### PAGE EXCERPT
------------------------------------------------------------
We used to race from the gut.

We used to race from the gut. At least that’s how it seemed.

We didn’t know about macronutrients or sports nutrition or myofascial release. We didn’t get massages or wear compression tights to bed or have fancy tools to measure our output.

We had a coach. His name was Storksen. He yelled at us while hanging out the window of a VW van.

He told us where to go and how hard to run but, basically, we went out and tried to beat each other. Up hill repeats or running quarter mile intervals around the track we had only one goal – to finish first.

At races we stretched and jogged around for warm up – there were no carefully prescribed regimens or scientifically calculated sequence of events. On the line we prayed together because we were all Jesus-freaks though we raced for a public school. When the gun went off we RAN. There were elbows and a little shuffling during the first 400 meters and then things usually shook out.

During the first race of our Sophomore year, my best friend Sarah G. went down in a start line scuffle onto the jagged surface of a red cinder track. I remember looking at her and holding my hand out to help her up, but when she saw me her face turned into a scowl and she screamed, “What are you doing?! RUN!!”

I left her because I knew she would catch up. Sarah G was always a few clicks faster than me.

We ran from the gut.

I once ran in borrowed shoes because I’d forgotten mine. They were too small and by the end of three fast miles my feet were bloody, the tips of my big toes rubbed off.  I had a good race that day. I went fast. The shoes were an afterthought.

Our uniforms were 12 years old and it was bloody murder trying to get funds for new ones even though we didn’t lose a single league meet for four years in a row. I always wore bright flourescent sports bras that you could see underneath. When people made fun of me I took it a step further and bought flourescent socks with flourescent racing flats. Our team colors were navy, red and white. Nothing matched. It didn’t matter.
------------------------------------------------------------
### SUPPLIED MATERIAL
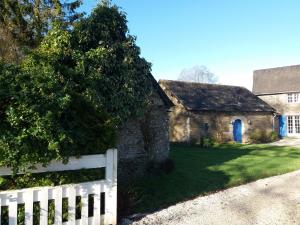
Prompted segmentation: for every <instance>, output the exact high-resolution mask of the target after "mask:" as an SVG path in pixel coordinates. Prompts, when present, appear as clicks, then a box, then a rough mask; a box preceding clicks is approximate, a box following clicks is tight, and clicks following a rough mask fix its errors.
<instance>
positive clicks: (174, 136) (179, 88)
mask: <svg viewBox="0 0 300 225" xmlns="http://www.w3.org/2000/svg"><path fill="white" fill-rule="evenodd" d="M159 84H160V86H161V87H162V89H163V90H164V91H165V93H166V94H167V95H168V97H169V98H170V99H171V101H172V102H173V104H174V105H175V107H174V109H173V110H172V111H171V112H170V116H169V120H170V131H169V132H170V141H171V142H196V143H198V142H200V141H201V139H202V138H204V137H214V138H215V139H217V140H218V141H220V142H226V141H230V140H232V141H236V142H248V141H249V135H250V134H251V132H252V131H255V130H258V129H259V130H261V131H265V132H271V131H272V129H273V126H274V120H273V118H274V114H273V113H274V109H273V108H272V107H271V106H269V105H268V104H267V103H265V102H264V101H262V100H261V99H259V98H258V97H256V96H255V95H254V94H252V93H251V92H250V91H249V90H247V89H246V88H243V87H237V86H227V85H216V84H203V83H192V82H181V81H171V80H161V81H160V82H159Z"/></svg>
------------------------------------------------------------
### WORK REQUEST A
List every item the essay on racing from the gut says the team didn't know about, didn't get, or didn't have.
### WORK REQUEST B
Translate this sentence from the essay on racing from the gut into Spanish: "I left her because I knew she would catch up."
### WORK REQUEST C
Resume the essay on racing from the gut after its final sentence, keeping the same voice.

### ANSWER BOX A
macronutrients, sports nutrition, myofascial release, massages, compression tights worn to bed, fancy tools to measure output

### ANSWER BOX B
La dejé porque sabía que me alcanzaría.

### ANSWER BOX C
During my junior year I had a problem with nosebleeds. I’d get one almost every other workout. They didn’t bother me much and sometimes I would come trotting back to campus looking like I’d just returned from a massacre. After a while, it got annoying to try to stop them, so I just let it flow. It kept my coach entertained.

We used to race from the gut. I didn’t even know heart rate monitors existed and I had no idea what technical clothing was for. We wore cotton shirts and cotton shorts even when it was pissing rain on a long Saturday run in late October.

Technology now is mind-blowing and I love it as much as the next fitness/running/cycling nerd, but there were days when the only thing that mattered was how hard you could make yourself hurt for 45 minutes while keeping Sarah G in your sights on the infamous “Big Fairwood” loop.

Hydration was a water fountain on a path near the golf course and god-forbid you drink too much because you’ve still got three miles to go and everyone knows that Schram is going to put the hammer down as soon as we crest the next hill.

They were good days. Rugged and hard and raw.

I train like an adult now, with charts and graphs and records and measurements and calculations – but when things get complicated  I like to stop and remember what it felt like to know absolutely nothing and feel absolutely everything.

We used to race from the gut. And every now and then we should remember to live that way too.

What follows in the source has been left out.